-- Begin LISTED ENTRIES --

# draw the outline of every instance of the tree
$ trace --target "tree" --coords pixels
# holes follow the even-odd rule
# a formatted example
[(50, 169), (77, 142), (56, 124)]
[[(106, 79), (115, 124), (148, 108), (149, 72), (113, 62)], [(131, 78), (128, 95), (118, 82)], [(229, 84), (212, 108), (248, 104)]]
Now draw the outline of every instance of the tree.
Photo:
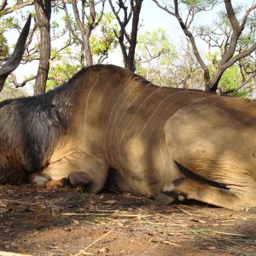
[[(207, 67), (205, 61), (203, 60), (203, 57), (201, 55), (199, 52), (196, 42), (195, 40), (195, 37), (191, 32), (190, 28), (191, 28), (191, 24), (195, 19), (195, 15), (197, 13), (201, 11), (211, 10), (218, 3), (218, 1), (217, 0), (211, 0), (211, 1), (199, 0), (194, 2), (194, 1), (188, 1), (188, 0), (183, 0), (183, 1), (173, 0), (172, 9), (171, 6), (169, 8), (163, 6), (157, 0), (153, 0), (153, 1), (161, 9), (165, 10), (171, 15), (173, 15), (179, 22), (179, 25), (183, 29), (183, 32), (189, 38), (191, 44), (194, 55), (195, 55), (197, 61), (199, 62), (200, 66), (203, 69), (205, 89), (207, 90), (216, 91), (218, 85), (218, 82), (222, 75), (225, 72), (225, 70), (227, 70), (230, 66), (232, 66), (236, 61), (239, 61), (242, 58), (249, 55), (256, 49), (256, 43), (254, 41), (246, 49), (241, 51), (237, 50), (239, 38), (241, 38), (241, 36), (244, 32), (250, 14), (256, 9), (256, 4), (253, 4), (249, 9), (247, 9), (245, 11), (241, 20), (238, 21), (238, 18), (237, 15), (236, 15), (231, 1), (225, 0), (224, 5), (225, 5), (226, 15), (232, 32), (230, 33), (230, 37), (227, 38), (226, 47), (224, 49), (224, 54), (221, 55), (221, 60), (218, 64), (218, 68), (211, 77), (209, 67)], [(188, 15), (185, 20), (183, 19), (179, 11), (179, 7), (182, 4), (186, 6), (188, 9)], [(236, 51), (237, 52), (236, 54)]]
[(37, 79), (34, 86), (34, 94), (45, 91), (46, 81), (49, 69), (50, 60), (50, 1), (35, 0), (37, 23), (40, 31), (40, 59)]
[[(93, 0), (82, 0), (80, 12), (78, 8), (79, 2), (71, 0), (70, 3), (73, 8), (74, 20), (68, 12), (66, 1), (56, 1), (55, 4), (58, 8), (64, 10), (66, 14), (65, 22), (68, 30), (70, 31), (74, 40), (82, 46), (82, 60), (83, 66), (93, 65), (93, 58), (90, 46), (90, 36), (92, 31), (99, 25), (102, 19), (104, 6), (106, 0), (100, 0), (96, 3)], [(101, 3), (101, 10), (99, 14), (96, 13), (96, 6)]]
[(168, 86), (169, 69), (178, 56), (171, 45), (166, 32), (159, 28), (146, 31), (137, 38), (136, 52), (137, 73), (161, 86)]
[[(125, 68), (133, 72), (136, 69), (134, 61), (135, 49), (137, 45), (137, 37), (139, 27), (139, 16), (143, 1), (143, 0), (131, 0), (130, 11), (128, 13), (128, 7), (125, 5), (125, 0), (119, 0), (117, 2), (118, 10), (116, 10), (116, 9), (114, 8), (112, 0), (109, 0), (109, 4), (111, 6), (112, 11), (114, 14), (120, 27), (119, 32), (117, 31), (115, 31), (114, 32), (121, 48), (124, 65)], [(121, 11), (123, 12), (122, 15), (120, 15)], [(121, 16), (123, 16), (122, 20)], [(131, 16), (131, 35), (129, 35), (126, 31), (126, 26), (130, 22)]]

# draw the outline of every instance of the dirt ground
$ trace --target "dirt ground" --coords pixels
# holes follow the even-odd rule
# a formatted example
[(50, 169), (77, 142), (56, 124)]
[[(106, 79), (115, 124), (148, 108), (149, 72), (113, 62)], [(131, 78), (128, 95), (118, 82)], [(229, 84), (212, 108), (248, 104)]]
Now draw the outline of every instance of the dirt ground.
[[(9, 252), (5, 253), (5, 252)], [(256, 255), (256, 208), (0, 186), (0, 255)]]

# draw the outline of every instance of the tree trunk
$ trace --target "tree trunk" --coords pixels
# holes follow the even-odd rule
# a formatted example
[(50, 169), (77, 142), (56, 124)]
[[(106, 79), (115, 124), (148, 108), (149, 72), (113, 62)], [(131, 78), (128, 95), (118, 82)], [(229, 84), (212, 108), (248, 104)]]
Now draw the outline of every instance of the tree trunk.
[(50, 59), (50, 1), (35, 0), (37, 22), (40, 31), (40, 59), (34, 94), (38, 95), (45, 91)]
[(135, 55), (135, 49), (137, 45), (137, 30), (138, 30), (139, 16), (140, 16), (143, 1), (143, 0), (136, 0), (135, 1), (136, 4), (133, 9), (131, 44), (129, 47), (128, 57), (125, 63), (125, 67), (132, 72), (135, 72), (136, 69), (134, 55)]

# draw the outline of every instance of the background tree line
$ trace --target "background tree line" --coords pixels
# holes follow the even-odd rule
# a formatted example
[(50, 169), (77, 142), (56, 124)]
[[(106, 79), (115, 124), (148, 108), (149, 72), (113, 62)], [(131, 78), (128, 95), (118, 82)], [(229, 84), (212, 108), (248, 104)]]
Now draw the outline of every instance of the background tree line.
[[(234, 6), (231, 0), (147, 1), (155, 12), (178, 22), (177, 29), (186, 38), (183, 45), (174, 45), (161, 28), (143, 31), (143, 0), (2, 0), (0, 66), (14, 46), (7, 32), (20, 32), (32, 13), (34, 22), (21, 64), (37, 61), (38, 68), (22, 82), (12, 73), (9, 84), (15, 87), (32, 83), (34, 94), (43, 93), (81, 67), (108, 61), (119, 48), (125, 68), (156, 84), (251, 95), (256, 85), (255, 1), (246, 7)], [(216, 9), (211, 25), (198, 25), (198, 17)], [(207, 53), (201, 50), (201, 42)]]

-- End LISTED ENTRIES --

* **PROBLEM**:
Express every line of the records above as a JSON list of strings, one string per line, with blank lines left out. Leave the pictures out of the answer.

* **CORRECT RESPONSE**:
[
  "# draw the outline of every instance of the tree",
  "$ trace --target \"tree\" --coords pixels",
  "# holes follow the even-odd rule",
  "# a formatted example",
  "[(50, 169), (77, 142), (56, 124)]",
  "[[(106, 79), (115, 124), (148, 108), (149, 72), (113, 62)], [(131, 78), (128, 95), (118, 82)], [(229, 84), (212, 108), (248, 104)]]",
  "Now draw the outline of every instance of the tree.",
  "Photo:",
  "[[(207, 67), (205, 61), (203, 60), (203, 57), (201, 55), (199, 52), (196, 42), (195, 40), (195, 37), (191, 32), (190, 28), (191, 28), (191, 24), (195, 19), (195, 15), (197, 13), (201, 11), (211, 10), (218, 3), (218, 1), (217, 0), (211, 0), (211, 1), (199, 0), (194, 2), (194, 1), (188, 1), (188, 0), (183, 0), (183, 1), (173, 0), (172, 9), (171, 6), (169, 8), (163, 6), (157, 0), (153, 0), (153, 1), (161, 9), (165, 10), (171, 15), (173, 15), (179, 22), (179, 25), (183, 29), (183, 32), (189, 38), (191, 44), (194, 55), (195, 55), (197, 61), (199, 62), (200, 66), (203, 69), (205, 89), (207, 90), (216, 91), (218, 85), (218, 82), (222, 75), (225, 72), (225, 70), (227, 70), (230, 66), (232, 66), (236, 61), (239, 61), (242, 58), (249, 55), (256, 49), (256, 43), (254, 41), (246, 49), (241, 51), (237, 50), (239, 38), (241, 38), (241, 36), (244, 32), (250, 14), (256, 9), (256, 4), (253, 4), (249, 9), (247, 9), (245, 11), (241, 20), (238, 21), (238, 18), (237, 15), (236, 15), (231, 1), (225, 0), (224, 5), (225, 5), (226, 15), (232, 32), (230, 33), (230, 37), (227, 38), (226, 47), (224, 49), (224, 54), (221, 55), (221, 60), (218, 64), (218, 68), (211, 77), (209, 67)], [(188, 15), (185, 20), (183, 19), (179, 11), (179, 7), (182, 4), (186, 6), (188, 9)], [(236, 51), (237, 52), (236, 54)]]",
  "[(37, 79), (34, 86), (34, 94), (45, 91), (46, 81), (49, 69), (50, 60), (50, 1), (35, 0), (37, 23), (40, 31), (40, 59)]",
  "[[(93, 0), (82, 0), (80, 12), (78, 8), (79, 2), (71, 0), (70, 3), (73, 8), (74, 20), (68, 12), (66, 1), (56, 1), (55, 4), (58, 8), (64, 10), (66, 14), (65, 22), (68, 30), (70, 31), (74, 40), (82, 46), (82, 60), (83, 66), (93, 65), (93, 58), (90, 46), (90, 36), (92, 31), (99, 25), (102, 19), (104, 6), (106, 0), (100, 0), (96, 3)], [(101, 3), (101, 10), (99, 14), (96, 13), (96, 6)]]",
  "[(168, 86), (169, 69), (178, 56), (171, 45), (166, 32), (159, 28), (146, 31), (137, 38), (136, 52), (137, 73), (161, 86)]",
  "[[(125, 68), (133, 72), (136, 69), (134, 61), (135, 49), (137, 45), (137, 37), (139, 27), (139, 16), (143, 1), (143, 0), (131, 0), (130, 11), (128, 13), (128, 7), (125, 5), (125, 0), (119, 0), (117, 2), (118, 10), (116, 10), (116, 9), (114, 8), (112, 0), (109, 0), (109, 4), (111, 6), (112, 11), (114, 14), (120, 27), (119, 32), (117, 31), (115, 31), (114, 32), (121, 48), (124, 65)], [(121, 11), (123, 12), (122, 15), (120, 15)], [(121, 16), (123, 16), (122, 20)], [(131, 16), (131, 35), (129, 35), (126, 31), (126, 26), (130, 22)]]",
  "# draw the outline of every instance of the dirt ground",
  "$ trace --target \"dirt ground\" --coords pixels",
  "# holes follow the even-odd rule",
  "# a formatted example",
  "[(50, 169), (77, 142), (56, 124)]",
  "[[(106, 79), (115, 124), (148, 108), (149, 72), (113, 62)], [(131, 78), (128, 95), (118, 82)], [(229, 84), (212, 108), (248, 104)]]",
  "Now draw the outline of every instance of the dirt ground.",
  "[[(9, 252), (5, 253), (5, 252)], [(256, 255), (256, 208), (0, 186), (0, 255)]]",
  "# draw the outline of every instance of the tree trunk",
  "$ trace --target \"tree trunk\" --coords pixels",
  "# holes follow the even-odd rule",
  "# a formatted example",
  "[(50, 169), (77, 142), (56, 124)]",
  "[[(106, 79), (115, 124), (148, 108), (149, 72), (113, 62)], [(131, 78), (128, 95), (118, 82)], [(229, 84), (212, 108), (248, 104)]]",
  "Now draw the outline of every instance of the tree trunk.",
  "[(50, 59), (50, 1), (35, 0), (37, 22), (40, 31), (40, 59), (34, 94), (38, 95), (45, 91)]",
  "[(135, 55), (135, 49), (137, 45), (137, 30), (138, 30), (139, 16), (140, 16), (143, 1), (143, 0), (136, 0), (135, 1), (136, 4), (133, 9), (131, 44), (129, 47), (128, 57), (125, 63), (125, 67), (132, 72), (135, 72), (136, 69), (134, 55)]",
  "# draw the outline of every instance of the background tree line",
  "$ trace --target \"background tree line\" --coords pixels",
  "# holes follow the even-odd rule",
  "# a formatted example",
  "[(50, 169), (77, 142), (56, 124)]",
  "[[(106, 79), (115, 124), (148, 108), (149, 72), (113, 62)], [(131, 78), (128, 95), (118, 82)], [(229, 84), (212, 108), (248, 104)]]",
  "Now draw the outline of every instance of the background tree line.",
  "[[(234, 6), (231, 0), (147, 1), (155, 12), (178, 22), (177, 29), (186, 38), (183, 45), (174, 45), (161, 28), (143, 31), (143, 0), (2, 0), (0, 66), (14, 46), (7, 32), (20, 32), (32, 13), (34, 22), (21, 64), (37, 61), (38, 68), (22, 82), (12, 73), (9, 84), (15, 87), (32, 83), (34, 94), (43, 93), (81, 67), (108, 61), (119, 48), (125, 68), (156, 84), (251, 95), (256, 85), (255, 1), (246, 7)], [(216, 9), (211, 25), (198, 25), (198, 17)], [(207, 53), (201, 50), (201, 42)]]"
]